▶ Information given

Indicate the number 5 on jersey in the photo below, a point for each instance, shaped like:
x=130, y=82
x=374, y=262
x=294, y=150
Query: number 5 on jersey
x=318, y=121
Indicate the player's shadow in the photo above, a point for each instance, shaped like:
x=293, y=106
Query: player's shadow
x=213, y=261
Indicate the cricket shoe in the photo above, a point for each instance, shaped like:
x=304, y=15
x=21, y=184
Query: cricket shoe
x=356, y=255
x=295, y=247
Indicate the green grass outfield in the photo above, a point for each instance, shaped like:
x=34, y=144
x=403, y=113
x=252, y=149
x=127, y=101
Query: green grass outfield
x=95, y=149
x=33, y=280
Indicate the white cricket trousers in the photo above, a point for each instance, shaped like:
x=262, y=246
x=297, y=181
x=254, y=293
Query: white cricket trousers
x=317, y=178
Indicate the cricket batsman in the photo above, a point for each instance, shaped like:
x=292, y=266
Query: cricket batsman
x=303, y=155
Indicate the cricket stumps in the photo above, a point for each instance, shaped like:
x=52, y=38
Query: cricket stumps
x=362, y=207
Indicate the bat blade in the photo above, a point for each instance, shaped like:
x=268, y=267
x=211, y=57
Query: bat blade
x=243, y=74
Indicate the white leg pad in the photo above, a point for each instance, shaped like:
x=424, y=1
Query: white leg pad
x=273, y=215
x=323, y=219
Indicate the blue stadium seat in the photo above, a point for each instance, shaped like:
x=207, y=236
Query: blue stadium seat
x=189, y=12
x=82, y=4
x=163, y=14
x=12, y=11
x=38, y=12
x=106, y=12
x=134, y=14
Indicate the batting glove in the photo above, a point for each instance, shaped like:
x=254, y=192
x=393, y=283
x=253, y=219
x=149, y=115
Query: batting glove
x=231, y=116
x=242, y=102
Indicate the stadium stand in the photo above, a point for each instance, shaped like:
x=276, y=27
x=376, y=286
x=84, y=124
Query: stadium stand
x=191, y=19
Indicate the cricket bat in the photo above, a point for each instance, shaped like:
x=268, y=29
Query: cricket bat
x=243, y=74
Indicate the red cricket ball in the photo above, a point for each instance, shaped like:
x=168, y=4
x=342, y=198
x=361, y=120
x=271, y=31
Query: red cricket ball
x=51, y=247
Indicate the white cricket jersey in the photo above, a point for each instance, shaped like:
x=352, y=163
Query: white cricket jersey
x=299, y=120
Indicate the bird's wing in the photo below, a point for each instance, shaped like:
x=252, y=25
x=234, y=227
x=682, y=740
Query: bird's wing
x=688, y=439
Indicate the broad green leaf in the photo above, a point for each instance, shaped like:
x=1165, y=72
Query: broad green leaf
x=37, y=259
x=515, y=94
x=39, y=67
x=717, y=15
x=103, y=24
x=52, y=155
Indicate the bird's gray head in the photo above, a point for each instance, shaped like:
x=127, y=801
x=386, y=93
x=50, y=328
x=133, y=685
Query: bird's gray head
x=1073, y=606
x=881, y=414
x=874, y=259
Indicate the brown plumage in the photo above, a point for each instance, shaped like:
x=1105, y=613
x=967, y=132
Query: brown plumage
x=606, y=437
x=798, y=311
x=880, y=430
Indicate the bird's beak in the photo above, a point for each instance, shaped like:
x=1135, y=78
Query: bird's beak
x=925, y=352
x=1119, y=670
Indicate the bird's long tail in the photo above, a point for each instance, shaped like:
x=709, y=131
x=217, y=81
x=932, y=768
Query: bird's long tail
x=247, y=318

▶ Task to complete
Return each entry exactly. Leave none out.

▶ Response to the task
Indicate the number 5 on jersey in the photo below, a point for each instance, shaped like:
x=130, y=82
x=374, y=262
x=294, y=150
Query: number 5 on jersey
x=318, y=121
Indicate the player's shadow in the photo above, a point for each instance, shaped like:
x=293, y=106
Query: player's shadow
x=213, y=261
Indicate the cricket shoe in the photo above, a point for each instance, shaped like:
x=304, y=15
x=21, y=184
Query: cricket shoe
x=356, y=255
x=295, y=247
Indicate the green grass outfield in the photo above, a point for each instance, shaped like:
x=34, y=144
x=403, y=113
x=252, y=149
x=127, y=101
Query: green grass outfield
x=95, y=149
x=33, y=280
Indicate the white cricket trousers in the photo above, a point for each instance, shaped like:
x=262, y=246
x=297, y=181
x=254, y=293
Query: white cricket trousers
x=317, y=178
Indicate the cricket batsman in the photo above, a point for each instance, shaped like:
x=292, y=266
Query: cricket batsman
x=303, y=155
Indicate the cricket stumps in the photo above, a point for each instance, shaped like:
x=52, y=38
Query: cricket stumps
x=362, y=207
Indicate the bat blade in the photo above, a point for each instance, shaped like:
x=268, y=267
x=211, y=57
Query: bat blade
x=243, y=74
Indicate the white leg pad in the photo above, a point for each instance, shaped like:
x=424, y=1
Query: white leg pad
x=273, y=215
x=323, y=219
Indicate the blue stadium seat in the photo above, a point for each instance, shaped like:
x=207, y=236
Query: blue stadium seat
x=189, y=12
x=82, y=4
x=163, y=14
x=12, y=11
x=38, y=12
x=106, y=12
x=134, y=14
Indicate the batting glove in the photo above, a point for each instance, shaped like:
x=254, y=192
x=393, y=283
x=253, y=219
x=149, y=115
Query: batting glove
x=231, y=116
x=242, y=102
Indicate the stadium stand in the photo above, a point for each instance, shaped like:
x=276, y=27
x=376, y=286
x=84, y=124
Query: stadium stand
x=191, y=19
Indicate the cricket bat in the photo above, a point for each instance, shaped like:
x=268, y=29
Query: cricket bat
x=243, y=74
Indicate the red cricket ball in the photo above, a point for each instance, shaped like:
x=168, y=4
x=342, y=198
x=361, y=120
x=271, y=31
Query: red cricket ball
x=51, y=247
Indicate the white cricket jersey in the photo above, a point for each instance, shaped like:
x=352, y=163
Query: white cricket jersey
x=299, y=120
Indicate the bird's wing in the photo below, a point for each instance, shaped like:
x=252, y=25
x=234, y=227
x=682, y=740
Query: bird's wing
x=688, y=439
Indicate the broad green leaf in the photo above, a point for each instance, shaped like:
x=1165, y=72
Query: broad green leaf
x=37, y=259
x=515, y=94
x=39, y=67
x=717, y=15
x=103, y=24
x=52, y=155
Indicate the bird's gray head in the photo above, a point for each instance, shaped like:
x=127, y=801
x=386, y=93
x=50, y=328
x=133, y=685
Query: bird's gray head
x=1073, y=606
x=881, y=414
x=874, y=259
Indicate the brown plumage in the photo above, a point for each instance, shaped like:
x=1105, y=613
x=967, y=132
Query: brown plumage
x=606, y=437
x=798, y=311
x=880, y=430
Indicate the bird's beak in the photo above, a point for each instance, shaped like:
x=1135, y=78
Query: bird's beak
x=925, y=352
x=1119, y=670
Indicate the bird's long tail in the photo above, a point for each instance, shaped like:
x=709, y=131
x=217, y=81
x=932, y=768
Query: bird's long tail
x=247, y=318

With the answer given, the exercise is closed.